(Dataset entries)
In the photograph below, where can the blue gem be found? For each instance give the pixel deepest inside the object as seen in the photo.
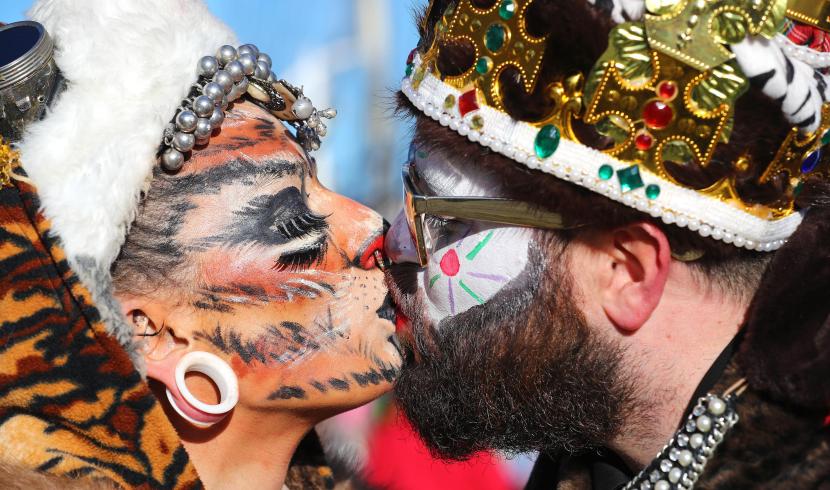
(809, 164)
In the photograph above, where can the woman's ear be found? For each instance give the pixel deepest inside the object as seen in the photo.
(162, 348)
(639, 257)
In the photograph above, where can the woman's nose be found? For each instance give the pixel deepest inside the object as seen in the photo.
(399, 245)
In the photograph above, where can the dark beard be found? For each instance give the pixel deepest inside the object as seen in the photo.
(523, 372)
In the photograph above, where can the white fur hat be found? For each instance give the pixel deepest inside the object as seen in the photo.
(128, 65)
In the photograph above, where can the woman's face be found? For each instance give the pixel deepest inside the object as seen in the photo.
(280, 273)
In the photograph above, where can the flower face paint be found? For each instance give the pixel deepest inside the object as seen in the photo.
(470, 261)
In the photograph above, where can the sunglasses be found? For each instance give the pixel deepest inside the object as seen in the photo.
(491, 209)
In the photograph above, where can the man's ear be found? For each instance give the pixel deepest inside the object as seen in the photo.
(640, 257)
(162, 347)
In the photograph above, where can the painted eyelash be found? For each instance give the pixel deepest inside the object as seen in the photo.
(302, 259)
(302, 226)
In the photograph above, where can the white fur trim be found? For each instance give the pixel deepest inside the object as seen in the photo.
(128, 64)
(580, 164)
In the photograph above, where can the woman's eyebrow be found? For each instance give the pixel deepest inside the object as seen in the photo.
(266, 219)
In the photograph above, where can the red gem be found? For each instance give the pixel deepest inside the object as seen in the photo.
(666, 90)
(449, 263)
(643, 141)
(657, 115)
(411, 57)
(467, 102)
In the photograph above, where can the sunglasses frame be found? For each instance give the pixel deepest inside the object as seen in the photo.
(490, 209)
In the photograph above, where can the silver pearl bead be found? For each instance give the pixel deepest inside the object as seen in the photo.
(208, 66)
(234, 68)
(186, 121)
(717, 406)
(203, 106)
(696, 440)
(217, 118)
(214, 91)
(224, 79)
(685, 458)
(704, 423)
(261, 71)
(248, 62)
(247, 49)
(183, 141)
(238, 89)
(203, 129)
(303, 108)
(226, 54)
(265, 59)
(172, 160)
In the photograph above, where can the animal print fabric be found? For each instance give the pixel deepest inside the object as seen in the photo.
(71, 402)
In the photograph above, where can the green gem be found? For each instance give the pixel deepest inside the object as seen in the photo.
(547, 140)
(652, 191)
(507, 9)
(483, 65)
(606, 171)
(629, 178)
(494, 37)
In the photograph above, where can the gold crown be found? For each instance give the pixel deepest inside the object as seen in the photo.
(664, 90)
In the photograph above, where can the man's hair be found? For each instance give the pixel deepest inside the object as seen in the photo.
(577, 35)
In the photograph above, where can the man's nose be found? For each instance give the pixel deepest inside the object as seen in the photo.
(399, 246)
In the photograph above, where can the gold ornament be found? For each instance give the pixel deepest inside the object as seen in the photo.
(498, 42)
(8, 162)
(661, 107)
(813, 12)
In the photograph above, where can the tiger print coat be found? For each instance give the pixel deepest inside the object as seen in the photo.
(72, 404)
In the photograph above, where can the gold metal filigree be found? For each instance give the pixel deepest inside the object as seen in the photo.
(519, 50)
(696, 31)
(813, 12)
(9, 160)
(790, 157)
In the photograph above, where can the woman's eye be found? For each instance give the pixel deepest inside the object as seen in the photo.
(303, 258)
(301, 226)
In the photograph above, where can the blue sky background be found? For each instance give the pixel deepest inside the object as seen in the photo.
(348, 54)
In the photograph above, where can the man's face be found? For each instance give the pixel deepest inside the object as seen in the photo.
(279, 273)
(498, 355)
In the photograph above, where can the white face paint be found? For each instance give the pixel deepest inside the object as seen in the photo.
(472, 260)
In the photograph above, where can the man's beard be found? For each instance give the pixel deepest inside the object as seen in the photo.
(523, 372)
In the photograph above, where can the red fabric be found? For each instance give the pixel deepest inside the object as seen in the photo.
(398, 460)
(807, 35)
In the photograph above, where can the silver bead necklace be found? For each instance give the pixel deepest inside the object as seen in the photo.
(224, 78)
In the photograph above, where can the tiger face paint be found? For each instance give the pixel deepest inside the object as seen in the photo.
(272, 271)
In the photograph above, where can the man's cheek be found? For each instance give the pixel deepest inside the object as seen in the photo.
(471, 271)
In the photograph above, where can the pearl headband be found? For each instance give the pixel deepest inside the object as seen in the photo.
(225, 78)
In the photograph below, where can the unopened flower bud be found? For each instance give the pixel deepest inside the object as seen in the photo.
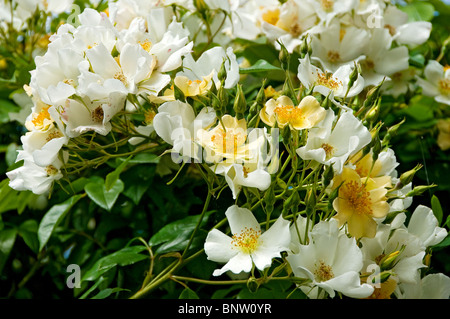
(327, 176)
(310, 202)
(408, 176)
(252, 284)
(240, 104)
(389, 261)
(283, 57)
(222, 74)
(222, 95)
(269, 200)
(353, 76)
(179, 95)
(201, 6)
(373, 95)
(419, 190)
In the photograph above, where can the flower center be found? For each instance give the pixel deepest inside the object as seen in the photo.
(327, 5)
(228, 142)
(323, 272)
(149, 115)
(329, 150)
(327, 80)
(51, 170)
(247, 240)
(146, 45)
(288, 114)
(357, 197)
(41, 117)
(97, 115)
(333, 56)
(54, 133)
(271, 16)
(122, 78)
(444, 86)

**Exercise**
Output the records above exactly as they are, leaving out the pictures.

**Exercise output**
In the photograph below, where can the blue gem be found? For each instance give the pixel deepest inside the object as seen in the photo.
(809, 164)
In the photograph above, where can the woman's ear be found? For each instance give the pixel deepest inside the object as seen in the photo.
(162, 348)
(639, 257)
In the photograph above, where can the woman's nose be found? For each instance give the pixel deepest inside the object as seen in the photo.
(399, 245)
In the photograph above, where can the dark beard be found? For each instance give the pixel deepest inside the object as seen in the photo.
(523, 372)
In the photograph above, where can the white fur hat be found? For each instance give the pixel deepest inside the object as seen in the photo.
(128, 65)
In the photograph above, where can the woman's face be found? For each instance give the pixel deepest inside the object as seen in the photo.
(280, 273)
In the photograph above, where can the flower face paint be found? For each instance give the pixel deepest inside the object as seen in the photo.
(470, 261)
In the photograph above, where can the sunglasses be found? For each instance give the pixel deepest inside the object as seen in the photo.
(491, 209)
In the photograph above, where can the man's ear be found? For each instance give the pixel deepest inside the object as seen in the photo.
(640, 257)
(162, 347)
In the photograph above, where can the painted eyelash be found? For each instance give the pixel deepest inside the object as seen in the photo.
(302, 259)
(302, 226)
In the photograph above, where can the white fur trim be found? For each instance give the pixel deepest inside the object as seen in the photo.
(128, 64)
(580, 164)
In the photograph above, where can the woman's eyebrow be found? For each instance give the pixel deepest inside the object as seen in the photo.
(266, 219)
In the photograph above, where can the red gem be found? For each instance give the pixel deepest inside the object as seen in the photo.
(666, 90)
(449, 263)
(643, 141)
(657, 115)
(411, 57)
(467, 102)
In the photograph above, where can the sunglasses frame be found? For each instance give the pixel deepest inside the object as seen in the photo.
(490, 209)
In the photograph above, where can the silver pearl bead be found? For each instance give the pixel deepest inside the object as seen in the photo.
(208, 66)
(234, 68)
(186, 121)
(717, 406)
(203, 106)
(696, 440)
(217, 118)
(214, 91)
(224, 79)
(685, 458)
(704, 423)
(261, 71)
(248, 62)
(247, 49)
(183, 141)
(238, 89)
(203, 129)
(303, 108)
(226, 54)
(265, 59)
(172, 160)
In the photograph above, where can the animal print fabric be found? For each instance give the pixel deepest inside the object as seen in the photo.
(71, 402)
In the photograph above, where can the green gem be found? For each instance give the pixel deepest inside the object as seen in the photo.
(547, 140)
(652, 191)
(507, 9)
(483, 65)
(606, 171)
(629, 178)
(494, 37)
In the photograph above, where can the gold crown be found? For each instance give the pixel deepest inside the object as seen in the photo.
(664, 90)
In the photograph above, where can the man's hair be found? For each instance give the pixel deepest inside the object as seen in the photo.
(577, 35)
In the photograph above, where can the man's nose be found? For each instance give the pixel deepest inside the object as seen in the photo.
(399, 246)
In the photograph above, where can the gold ornament be found? For each instance give the pixel deepest inside the object as seen in the photo.
(498, 42)
(8, 162)
(661, 107)
(813, 12)
In the photograph above, where can the tiger print coat be found? For each instance give the pixel deepest inside the object as seen in the photo.
(72, 404)
In the photograph above, where can the gold metal filigree be found? For each instance give the pixel deepest inside the object as seen in the photo.
(519, 50)
(696, 31)
(813, 12)
(9, 160)
(790, 157)
In the photograph above, where can the woman's eye be found? For each instance give the pixel deepest inside the object as seen in the photo.
(303, 258)
(301, 226)
In the photograph above, where can the blue sky background be found? For each instance give the pixel deepest inside the object as seen in the photo.
(348, 54)
In the photograph above, where can the man's face be found? For each instance give the pixel deepest inside the object as seen in the photo.
(279, 273)
(498, 355)
In the photograph above, where can the white face paint be found? For each instance give the pixel deepest inside the object as seen in the photo.
(472, 260)
In the photograph above, where can the man's beard be found? For each instance give the pixel deepest inside the object as seen in the photo.
(523, 372)
In the photograph above, where can the red fabric be found? For each instance give the pixel deepest inside the object as seen in the photo.
(398, 460)
(807, 35)
In the photograph above, where can the silver bead necklace be found? For each instance give the pixel deepest inside the object as seen in the photo.
(224, 78)
In the photograph above, where can the tiger face paint be found? For each instance give the pixel deepest inside the object as seen in the photo.
(272, 271)
In the photograph above, where can the man's cheek be found? For each instance give the pixel deepest inside the object as seen in the photo.
(471, 271)
In the photograph above, where can the pearl headband be found? For each instance give the pixel deepest inside the object as seen in the photo.
(225, 78)
In the photograph below, where can the unopened flower bud be found? For each instance give the pixel deepest inside the object as seen in the photo.
(327, 176)
(310, 202)
(408, 176)
(252, 284)
(240, 104)
(389, 261)
(283, 57)
(222, 74)
(222, 95)
(269, 200)
(353, 76)
(179, 95)
(201, 6)
(373, 95)
(419, 190)
In the photograph above, where can the flower center be found? For each instance give the pixel deepest inside the object as seen in the photo.
(327, 5)
(228, 142)
(323, 272)
(149, 115)
(329, 150)
(327, 80)
(51, 170)
(247, 240)
(146, 45)
(288, 114)
(357, 197)
(41, 117)
(97, 115)
(333, 56)
(54, 133)
(271, 16)
(122, 78)
(444, 86)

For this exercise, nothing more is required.